Task
Show every line in the items below that contains the word "desk", matching its case exactly.

-- start --

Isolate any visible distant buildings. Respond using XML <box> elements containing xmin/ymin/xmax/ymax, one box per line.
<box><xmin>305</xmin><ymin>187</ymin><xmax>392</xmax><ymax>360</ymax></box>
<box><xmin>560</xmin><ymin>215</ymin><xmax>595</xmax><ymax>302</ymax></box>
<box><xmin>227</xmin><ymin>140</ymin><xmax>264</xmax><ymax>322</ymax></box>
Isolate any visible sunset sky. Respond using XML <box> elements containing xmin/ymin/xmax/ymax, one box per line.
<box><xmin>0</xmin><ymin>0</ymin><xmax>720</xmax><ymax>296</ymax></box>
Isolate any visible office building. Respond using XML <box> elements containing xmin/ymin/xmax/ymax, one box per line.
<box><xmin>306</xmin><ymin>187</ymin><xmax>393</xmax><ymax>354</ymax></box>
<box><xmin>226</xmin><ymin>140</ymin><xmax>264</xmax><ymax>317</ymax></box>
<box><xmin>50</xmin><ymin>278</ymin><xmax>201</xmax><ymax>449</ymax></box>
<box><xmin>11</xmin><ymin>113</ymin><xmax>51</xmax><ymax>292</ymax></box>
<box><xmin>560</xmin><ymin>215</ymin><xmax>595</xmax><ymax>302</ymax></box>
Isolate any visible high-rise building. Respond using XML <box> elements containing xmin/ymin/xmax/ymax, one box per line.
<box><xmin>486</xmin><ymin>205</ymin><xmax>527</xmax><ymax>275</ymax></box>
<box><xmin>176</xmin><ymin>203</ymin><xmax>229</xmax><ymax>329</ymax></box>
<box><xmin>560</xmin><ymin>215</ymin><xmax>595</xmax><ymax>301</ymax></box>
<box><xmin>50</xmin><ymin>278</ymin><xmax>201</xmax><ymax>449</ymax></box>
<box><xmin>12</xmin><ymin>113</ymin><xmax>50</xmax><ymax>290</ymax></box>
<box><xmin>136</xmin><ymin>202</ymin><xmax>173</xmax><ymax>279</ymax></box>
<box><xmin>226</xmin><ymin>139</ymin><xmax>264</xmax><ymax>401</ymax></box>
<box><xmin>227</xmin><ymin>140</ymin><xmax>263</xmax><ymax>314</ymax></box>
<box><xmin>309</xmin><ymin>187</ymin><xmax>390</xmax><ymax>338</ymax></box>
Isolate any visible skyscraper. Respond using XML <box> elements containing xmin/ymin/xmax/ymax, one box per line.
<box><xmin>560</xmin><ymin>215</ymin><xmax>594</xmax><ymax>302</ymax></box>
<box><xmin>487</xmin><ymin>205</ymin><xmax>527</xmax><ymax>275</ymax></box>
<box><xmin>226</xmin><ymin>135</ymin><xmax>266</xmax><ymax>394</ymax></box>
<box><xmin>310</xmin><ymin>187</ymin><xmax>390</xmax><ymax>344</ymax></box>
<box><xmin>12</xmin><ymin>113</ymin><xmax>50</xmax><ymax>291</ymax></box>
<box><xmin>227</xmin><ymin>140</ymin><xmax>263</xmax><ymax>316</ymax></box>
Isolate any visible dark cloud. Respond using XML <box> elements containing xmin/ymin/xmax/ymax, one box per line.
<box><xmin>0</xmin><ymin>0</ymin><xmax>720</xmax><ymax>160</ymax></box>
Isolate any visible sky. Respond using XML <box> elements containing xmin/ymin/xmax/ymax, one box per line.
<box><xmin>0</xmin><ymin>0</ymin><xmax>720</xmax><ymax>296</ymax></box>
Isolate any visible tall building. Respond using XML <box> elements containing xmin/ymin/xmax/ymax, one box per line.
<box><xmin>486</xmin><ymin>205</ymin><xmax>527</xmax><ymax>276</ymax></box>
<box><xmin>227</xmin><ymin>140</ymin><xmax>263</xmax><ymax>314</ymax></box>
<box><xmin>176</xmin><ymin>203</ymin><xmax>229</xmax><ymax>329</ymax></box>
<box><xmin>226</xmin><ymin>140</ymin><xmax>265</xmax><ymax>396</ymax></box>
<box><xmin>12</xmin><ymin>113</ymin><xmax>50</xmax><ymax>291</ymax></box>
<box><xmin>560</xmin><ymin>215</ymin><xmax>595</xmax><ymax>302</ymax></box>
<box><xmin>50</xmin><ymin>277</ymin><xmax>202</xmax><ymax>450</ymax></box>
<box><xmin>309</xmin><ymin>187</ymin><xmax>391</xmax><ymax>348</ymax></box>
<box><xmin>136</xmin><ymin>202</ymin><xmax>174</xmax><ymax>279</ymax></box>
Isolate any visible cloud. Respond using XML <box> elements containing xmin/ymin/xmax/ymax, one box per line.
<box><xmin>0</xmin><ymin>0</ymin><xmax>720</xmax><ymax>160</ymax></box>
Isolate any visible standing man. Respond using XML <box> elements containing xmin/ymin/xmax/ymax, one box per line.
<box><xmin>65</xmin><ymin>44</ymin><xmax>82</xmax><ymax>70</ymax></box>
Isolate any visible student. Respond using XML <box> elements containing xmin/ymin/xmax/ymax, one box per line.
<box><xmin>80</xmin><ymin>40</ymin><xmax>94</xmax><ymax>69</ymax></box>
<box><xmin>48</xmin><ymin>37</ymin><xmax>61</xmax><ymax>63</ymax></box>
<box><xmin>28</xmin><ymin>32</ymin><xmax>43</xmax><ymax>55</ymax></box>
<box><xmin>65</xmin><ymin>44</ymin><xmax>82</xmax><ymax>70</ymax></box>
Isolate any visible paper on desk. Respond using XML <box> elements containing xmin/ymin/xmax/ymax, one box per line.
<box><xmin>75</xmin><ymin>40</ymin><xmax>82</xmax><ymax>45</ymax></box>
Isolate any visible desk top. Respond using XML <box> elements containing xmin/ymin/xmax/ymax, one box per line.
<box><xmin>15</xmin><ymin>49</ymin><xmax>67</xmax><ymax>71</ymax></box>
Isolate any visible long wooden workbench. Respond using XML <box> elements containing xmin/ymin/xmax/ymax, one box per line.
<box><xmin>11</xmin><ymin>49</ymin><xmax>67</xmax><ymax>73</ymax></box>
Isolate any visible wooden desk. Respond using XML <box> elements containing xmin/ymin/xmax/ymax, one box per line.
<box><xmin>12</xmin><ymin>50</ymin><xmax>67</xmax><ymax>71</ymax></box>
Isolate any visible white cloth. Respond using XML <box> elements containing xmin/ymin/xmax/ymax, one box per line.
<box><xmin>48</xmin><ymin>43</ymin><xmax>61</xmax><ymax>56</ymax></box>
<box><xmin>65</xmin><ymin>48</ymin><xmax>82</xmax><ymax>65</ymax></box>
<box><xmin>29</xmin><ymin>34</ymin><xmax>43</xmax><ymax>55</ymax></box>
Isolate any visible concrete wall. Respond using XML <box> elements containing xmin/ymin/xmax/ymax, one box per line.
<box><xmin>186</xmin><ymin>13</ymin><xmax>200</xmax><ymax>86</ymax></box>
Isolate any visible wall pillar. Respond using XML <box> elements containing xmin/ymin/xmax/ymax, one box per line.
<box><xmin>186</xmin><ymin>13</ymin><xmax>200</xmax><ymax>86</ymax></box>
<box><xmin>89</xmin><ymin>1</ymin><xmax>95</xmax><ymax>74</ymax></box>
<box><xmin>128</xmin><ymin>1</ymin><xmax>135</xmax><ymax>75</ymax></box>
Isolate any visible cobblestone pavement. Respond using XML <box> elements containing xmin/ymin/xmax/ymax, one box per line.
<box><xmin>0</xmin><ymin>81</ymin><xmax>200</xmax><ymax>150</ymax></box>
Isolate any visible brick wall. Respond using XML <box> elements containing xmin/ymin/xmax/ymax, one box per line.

-- end --

Task answer
Isolate any visible paper on desk. Respond using XML <box> elements containing xmin/ymin/xmax/ymax, one box per line.
Isolate any visible desk top. Respond using XML <box> elements containing xmin/ymin/xmax/ymax, one box per line.
Isolate any visible wooden desk. Respond using XML <box> elements containing xmin/ymin/xmax/ymax, one box per line.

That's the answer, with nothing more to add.